> _Assignment_:
Check each line of the material below for "comma", then copy the ones that contain it.

***** Extracted information

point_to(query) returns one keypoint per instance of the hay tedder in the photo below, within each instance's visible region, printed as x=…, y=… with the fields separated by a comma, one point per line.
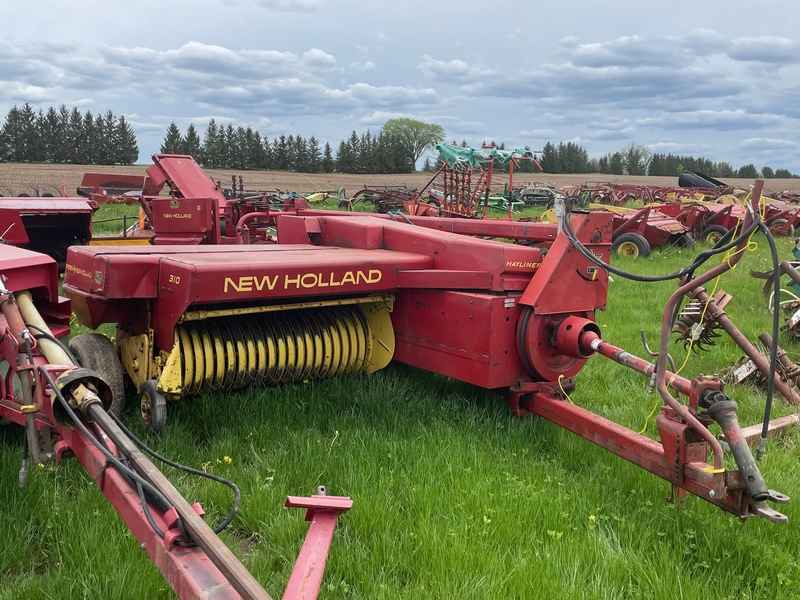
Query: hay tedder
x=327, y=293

**********
***** Extracted information

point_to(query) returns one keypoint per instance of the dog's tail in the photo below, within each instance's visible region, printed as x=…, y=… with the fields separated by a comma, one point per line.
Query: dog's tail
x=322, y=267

**********
***** Extracted information

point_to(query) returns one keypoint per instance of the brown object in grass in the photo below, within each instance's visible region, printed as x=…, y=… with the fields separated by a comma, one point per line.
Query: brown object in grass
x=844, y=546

**********

> _Written solution_:
point_to(query) returns one keypoint per instance of the hay tedder in the photo below, within each instance's visible region, printed as x=…, y=… with the fields separated by a comma, one point per line.
point_to(query) returns one keypoint per instance of the dog's tail in the photo below, within each instance's visible region, printed as x=…, y=… with the fields separated by a comma, one point per line.
point_to(query) returns one keypoint per instance of the brown object in grass in the photo below, within each instance's visible region, printed as x=…, y=… with the fields separated by a comma, one point per line.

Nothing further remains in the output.